Problem to work on:
Reproduce verbatim the lines of the data below, starting with the line that contains "28, row 93." and ending with the final line of the data.

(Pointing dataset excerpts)
● ● ● ● ●
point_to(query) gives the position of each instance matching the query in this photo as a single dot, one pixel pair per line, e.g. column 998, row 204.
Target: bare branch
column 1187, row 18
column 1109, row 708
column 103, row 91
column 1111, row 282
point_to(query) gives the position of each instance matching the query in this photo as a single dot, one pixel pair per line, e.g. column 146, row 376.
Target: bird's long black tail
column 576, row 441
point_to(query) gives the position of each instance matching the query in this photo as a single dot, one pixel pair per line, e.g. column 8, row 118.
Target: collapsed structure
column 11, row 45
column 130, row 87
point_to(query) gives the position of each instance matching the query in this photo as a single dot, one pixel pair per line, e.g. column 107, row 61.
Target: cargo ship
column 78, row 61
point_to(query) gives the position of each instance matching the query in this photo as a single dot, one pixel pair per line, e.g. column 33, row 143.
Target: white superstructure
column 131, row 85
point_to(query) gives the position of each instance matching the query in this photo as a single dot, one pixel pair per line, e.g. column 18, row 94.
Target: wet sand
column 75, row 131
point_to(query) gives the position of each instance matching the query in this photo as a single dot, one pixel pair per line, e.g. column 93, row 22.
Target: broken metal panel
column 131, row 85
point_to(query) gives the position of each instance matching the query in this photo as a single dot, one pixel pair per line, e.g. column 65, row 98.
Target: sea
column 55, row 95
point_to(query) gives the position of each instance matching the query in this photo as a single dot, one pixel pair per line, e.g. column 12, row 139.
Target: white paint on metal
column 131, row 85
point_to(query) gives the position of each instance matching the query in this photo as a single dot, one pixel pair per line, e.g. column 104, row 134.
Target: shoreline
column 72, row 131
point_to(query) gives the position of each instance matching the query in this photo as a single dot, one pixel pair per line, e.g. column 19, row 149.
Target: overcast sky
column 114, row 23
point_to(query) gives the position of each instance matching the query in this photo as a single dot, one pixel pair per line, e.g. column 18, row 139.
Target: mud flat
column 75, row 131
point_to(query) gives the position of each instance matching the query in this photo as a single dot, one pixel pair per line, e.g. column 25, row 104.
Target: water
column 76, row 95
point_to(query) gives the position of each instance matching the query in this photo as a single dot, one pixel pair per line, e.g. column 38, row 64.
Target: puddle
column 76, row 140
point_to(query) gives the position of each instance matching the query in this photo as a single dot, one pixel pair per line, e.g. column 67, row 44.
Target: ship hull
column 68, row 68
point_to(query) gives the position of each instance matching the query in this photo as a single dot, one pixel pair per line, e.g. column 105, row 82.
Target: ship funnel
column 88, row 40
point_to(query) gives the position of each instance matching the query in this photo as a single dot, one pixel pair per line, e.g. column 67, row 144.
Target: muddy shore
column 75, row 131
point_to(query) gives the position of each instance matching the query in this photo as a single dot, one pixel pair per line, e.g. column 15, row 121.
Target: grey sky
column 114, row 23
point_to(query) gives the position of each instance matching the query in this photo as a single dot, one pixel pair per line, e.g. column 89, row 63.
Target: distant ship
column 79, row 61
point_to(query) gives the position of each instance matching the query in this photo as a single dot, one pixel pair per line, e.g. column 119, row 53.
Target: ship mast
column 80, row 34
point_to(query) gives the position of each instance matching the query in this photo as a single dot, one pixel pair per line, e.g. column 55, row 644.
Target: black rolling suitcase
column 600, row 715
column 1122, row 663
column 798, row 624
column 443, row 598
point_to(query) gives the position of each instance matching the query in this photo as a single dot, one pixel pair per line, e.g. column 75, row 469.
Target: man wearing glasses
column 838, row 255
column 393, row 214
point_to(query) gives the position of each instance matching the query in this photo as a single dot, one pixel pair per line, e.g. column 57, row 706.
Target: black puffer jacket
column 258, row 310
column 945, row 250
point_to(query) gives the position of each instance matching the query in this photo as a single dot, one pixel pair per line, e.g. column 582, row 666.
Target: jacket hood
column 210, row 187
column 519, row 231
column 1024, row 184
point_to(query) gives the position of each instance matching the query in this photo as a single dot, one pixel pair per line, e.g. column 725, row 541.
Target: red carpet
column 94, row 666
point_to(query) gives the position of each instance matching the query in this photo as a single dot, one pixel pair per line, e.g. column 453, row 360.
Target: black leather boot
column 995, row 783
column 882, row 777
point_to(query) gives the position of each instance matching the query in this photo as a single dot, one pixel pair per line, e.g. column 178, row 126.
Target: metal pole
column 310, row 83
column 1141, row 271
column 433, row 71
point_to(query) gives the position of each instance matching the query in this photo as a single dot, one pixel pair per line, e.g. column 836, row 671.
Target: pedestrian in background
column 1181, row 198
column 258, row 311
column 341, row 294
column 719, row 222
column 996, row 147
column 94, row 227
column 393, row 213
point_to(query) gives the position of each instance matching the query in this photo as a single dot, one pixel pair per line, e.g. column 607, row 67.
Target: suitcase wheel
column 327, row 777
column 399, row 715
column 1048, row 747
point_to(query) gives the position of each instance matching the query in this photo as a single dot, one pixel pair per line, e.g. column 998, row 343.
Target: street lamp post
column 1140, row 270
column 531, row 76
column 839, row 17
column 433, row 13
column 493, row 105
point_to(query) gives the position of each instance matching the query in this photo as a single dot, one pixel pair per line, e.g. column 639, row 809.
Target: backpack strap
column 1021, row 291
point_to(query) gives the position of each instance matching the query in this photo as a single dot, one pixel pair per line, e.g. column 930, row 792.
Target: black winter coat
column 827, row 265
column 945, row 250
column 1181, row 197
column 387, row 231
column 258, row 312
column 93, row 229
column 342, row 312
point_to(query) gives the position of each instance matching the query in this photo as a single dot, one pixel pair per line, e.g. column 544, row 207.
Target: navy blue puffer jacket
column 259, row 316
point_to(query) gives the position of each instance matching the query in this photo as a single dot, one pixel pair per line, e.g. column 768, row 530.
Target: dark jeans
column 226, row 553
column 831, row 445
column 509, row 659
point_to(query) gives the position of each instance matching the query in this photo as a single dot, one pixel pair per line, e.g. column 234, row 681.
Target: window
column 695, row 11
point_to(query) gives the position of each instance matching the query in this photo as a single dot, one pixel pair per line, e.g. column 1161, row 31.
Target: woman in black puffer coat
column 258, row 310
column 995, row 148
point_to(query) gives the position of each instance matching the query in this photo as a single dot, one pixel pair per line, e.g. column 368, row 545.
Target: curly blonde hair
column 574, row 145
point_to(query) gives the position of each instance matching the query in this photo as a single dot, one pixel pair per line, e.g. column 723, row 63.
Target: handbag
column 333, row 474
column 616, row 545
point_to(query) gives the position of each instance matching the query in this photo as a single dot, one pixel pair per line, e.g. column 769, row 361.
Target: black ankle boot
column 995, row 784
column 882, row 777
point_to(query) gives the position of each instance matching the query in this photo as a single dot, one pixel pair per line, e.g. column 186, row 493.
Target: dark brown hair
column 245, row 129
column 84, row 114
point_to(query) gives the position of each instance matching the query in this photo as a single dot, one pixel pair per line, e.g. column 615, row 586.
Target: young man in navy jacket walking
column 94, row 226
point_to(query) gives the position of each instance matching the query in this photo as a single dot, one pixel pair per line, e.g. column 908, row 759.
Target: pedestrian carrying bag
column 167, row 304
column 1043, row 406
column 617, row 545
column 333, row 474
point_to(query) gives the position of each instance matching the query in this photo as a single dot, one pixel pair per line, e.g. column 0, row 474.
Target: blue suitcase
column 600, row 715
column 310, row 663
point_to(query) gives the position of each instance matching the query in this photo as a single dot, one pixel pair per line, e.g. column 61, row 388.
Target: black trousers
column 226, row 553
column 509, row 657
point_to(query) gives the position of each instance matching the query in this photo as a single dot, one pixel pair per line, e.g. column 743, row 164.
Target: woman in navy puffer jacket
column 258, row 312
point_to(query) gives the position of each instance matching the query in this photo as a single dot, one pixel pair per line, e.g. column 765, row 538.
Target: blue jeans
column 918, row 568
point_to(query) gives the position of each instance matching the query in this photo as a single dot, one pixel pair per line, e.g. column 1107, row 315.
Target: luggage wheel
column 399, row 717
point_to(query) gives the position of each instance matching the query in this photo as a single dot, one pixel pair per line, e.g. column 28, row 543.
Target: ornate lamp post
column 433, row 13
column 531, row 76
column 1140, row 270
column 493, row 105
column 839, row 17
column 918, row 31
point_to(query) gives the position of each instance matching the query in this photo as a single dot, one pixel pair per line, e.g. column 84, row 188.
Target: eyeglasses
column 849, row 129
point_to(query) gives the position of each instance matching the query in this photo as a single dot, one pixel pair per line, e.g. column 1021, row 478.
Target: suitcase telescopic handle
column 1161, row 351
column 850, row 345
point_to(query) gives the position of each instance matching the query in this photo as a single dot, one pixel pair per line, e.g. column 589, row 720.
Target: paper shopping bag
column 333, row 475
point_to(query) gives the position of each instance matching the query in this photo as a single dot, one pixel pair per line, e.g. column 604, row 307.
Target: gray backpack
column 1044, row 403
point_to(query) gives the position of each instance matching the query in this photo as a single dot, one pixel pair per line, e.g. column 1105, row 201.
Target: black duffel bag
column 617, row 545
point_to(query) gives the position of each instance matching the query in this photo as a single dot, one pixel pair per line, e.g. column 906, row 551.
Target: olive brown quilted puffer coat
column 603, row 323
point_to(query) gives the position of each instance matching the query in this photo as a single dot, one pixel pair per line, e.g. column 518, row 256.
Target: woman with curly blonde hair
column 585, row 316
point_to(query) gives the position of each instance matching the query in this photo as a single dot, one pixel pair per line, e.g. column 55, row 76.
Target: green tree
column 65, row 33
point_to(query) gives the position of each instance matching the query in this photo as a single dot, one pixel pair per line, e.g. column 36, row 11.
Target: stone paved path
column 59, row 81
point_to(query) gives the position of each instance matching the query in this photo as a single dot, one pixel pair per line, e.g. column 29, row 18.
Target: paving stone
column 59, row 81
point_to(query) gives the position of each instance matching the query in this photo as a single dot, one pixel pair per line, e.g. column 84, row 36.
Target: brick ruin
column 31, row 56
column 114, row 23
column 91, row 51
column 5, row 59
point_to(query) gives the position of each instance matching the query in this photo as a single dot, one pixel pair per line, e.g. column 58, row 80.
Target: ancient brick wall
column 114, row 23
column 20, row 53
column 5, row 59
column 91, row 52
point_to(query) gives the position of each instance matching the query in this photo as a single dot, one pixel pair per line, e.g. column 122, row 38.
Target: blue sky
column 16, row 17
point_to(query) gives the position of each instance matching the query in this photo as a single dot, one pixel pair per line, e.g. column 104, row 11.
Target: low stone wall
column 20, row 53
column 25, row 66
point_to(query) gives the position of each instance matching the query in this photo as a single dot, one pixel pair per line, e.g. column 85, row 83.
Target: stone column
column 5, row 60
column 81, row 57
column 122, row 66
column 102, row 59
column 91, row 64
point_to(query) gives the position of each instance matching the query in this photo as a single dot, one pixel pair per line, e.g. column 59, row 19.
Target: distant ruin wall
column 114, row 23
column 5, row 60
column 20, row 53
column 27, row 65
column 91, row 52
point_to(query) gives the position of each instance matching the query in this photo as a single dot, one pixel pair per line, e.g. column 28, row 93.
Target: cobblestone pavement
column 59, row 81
● ● ● ● ●
Response below:
point_to(query) gives the position of each instance matching the query in this photo as a single dot, one pixel pair per line, e.g. column 28, row 93.
Target: cobblestone pavement
column 59, row 81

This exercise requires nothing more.